## [Выбранный отрывок]
****************

Советский Союз исчез, теперь исчезает гуманизм?
Советское (да и мировое) литературоведение было склонно почти без разбора «записывать» всех великих авторов классической литературы в гуманисты. Так, гуманистами стали Гете, Данте и ряд других авторов. Вдобавок ко всему, Александру Сергеевичу Пушкину до сих пор неправомочно приписываются слова — «гений и злодейство — две вещи несовместные». В итоге обычно делается простой вывод, что если произведение гениально, то оно непременно гуманистично, а его автор выступает «за все хорошее». Однако, такая простая картина, транслируемая в широкие народные массы, сочетается с реальностью несколько сложнее.
Я должен покаяться перед Александром Сергеевичем за то, что в свое время недостаточно был уверен в силе его гения и на мгновение поверил тому, что он презрительно называл «мнением света». Будучи на 100% уверенным в том, что утверждение о несовместимости гения и злодейства является полнейшей глупостью, я решил написать об этом статью, которую хотел начать с критики этого якобы пушкинского высказывания.
Трагедию «Моцарт и Сальери» я читал очень давно, но слава богу у меня тогда хватило ума проверить, говорил ли эту глупость Пушкин на самом деле. И что же я обнаружил? Оказалось, что эти слова говорит Моцарт, обращаясь к Сальери и сравнивая себя и его с гениальным Бомарше. Вот они:
«Он же гений,
Как ты да я. А гений и злодейство —
Две вещи несовместные. Не правда ль»?
Почему-то большинство не только читающей публики, но и литературоведов, как-то нечаянно забывают о том, что, во-первых, эти слова говорит Моцарт, солидарность со всеми словами которого самого Пушкина еще нуждается в доказательствах, а, во-вторых, и это самое главное, Моцарт добавляет вопросительное — «не правда ль»? Это не утверждение, а вопрос! Причем основной вопрос всего произведения! Пушкин заканчивает его словами Сальери, который только что отравил Моцарта:
«Ты заснешь
Надолго, Моцарт! Но ужель он прав,
И я не гений? Гений и злодейство
Две вещи несовместные. Неправда:
А Бонаротти? Или это сказка
Тупой, бессмысленной толпы — и не был
Убийцею создатель Ватикана»?
Тут, пушкинский Сальери имеет ввиду легенду о Микеланджело, который якобы убил натурщика для того, чтобы более достоверно изобразить муки Христа, при помощи которой пытается совместить свое злодейство (отравление Моцарта) с гениальностью. В любом случае, максимум что тут можно сказать это то, что Пушкин поставил сам вопрос о соотношении злодейства и гениальности, причем, в большей степени смысл произведения указывает, что сам Александр Сергеевич скорее склонялся к тому, что гений и злодейство все-таки совместимы. Но никакого прямого ответа самого Пушкина на этот вопрос нет и в помине.

****************

## [Что сделать A]
Перескажи отрывок о словах «гений и злодейство» в двух предложениях.
## [Что сделать B]
Выпиши из отрывка о словах «гений и злодейство» кусок без изменений: начни с места, где стоят слова «Тут, пушкинский Сальери», и остановись после слов «и в помине.».

## [Извлечённые данные]
****************

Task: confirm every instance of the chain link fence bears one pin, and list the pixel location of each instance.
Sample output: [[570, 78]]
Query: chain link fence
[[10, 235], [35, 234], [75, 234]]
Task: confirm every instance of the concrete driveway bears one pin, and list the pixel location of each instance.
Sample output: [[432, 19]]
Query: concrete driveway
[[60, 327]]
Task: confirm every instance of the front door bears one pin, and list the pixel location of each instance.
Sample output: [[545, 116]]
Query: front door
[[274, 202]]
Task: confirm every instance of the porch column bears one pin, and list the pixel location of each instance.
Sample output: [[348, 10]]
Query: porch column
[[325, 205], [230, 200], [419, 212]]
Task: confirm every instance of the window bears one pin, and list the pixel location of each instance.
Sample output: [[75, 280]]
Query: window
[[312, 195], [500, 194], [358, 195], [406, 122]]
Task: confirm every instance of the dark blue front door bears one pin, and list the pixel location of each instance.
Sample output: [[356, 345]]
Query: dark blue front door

****************

## [Ответ A]
Автор показывает, что слова «гений и злодейство — две вещи несовместные» неправомочно приписывают самому Пушкину: в трагедии «Моцарт и Сальери» их произносит Моцарт, да ещё с вопросом «не правда ль?». По мнению автора, Пушкин лишь поставил вопрос о соотношении гения и злодейства и скорее склонялся к их совместимости, но прямого ответа на него не дал.

## [Ответ B]
Тут, пушкинский Сальери имеет ввиду легенду о Микеланджело, который якобы убил натурщика для того, чтобы более достоверно изобразить муки Христа, при помощи которой пытается совместить свое злодейство (отравление Моцарта) с гениальностью. В любом случае, максимум что тут можно сказать это то, что Пушкин поставил сам вопрос о соотношении злодейства и гениальности, причем, в большей степени смысл произведения указывает, что сам Александр Сергеевич скорее склонялся к тому, что гений и злодейство все-таки совместимы. Но никакого прямого ответа самого Пушкина на этот вопрос нет и в помине.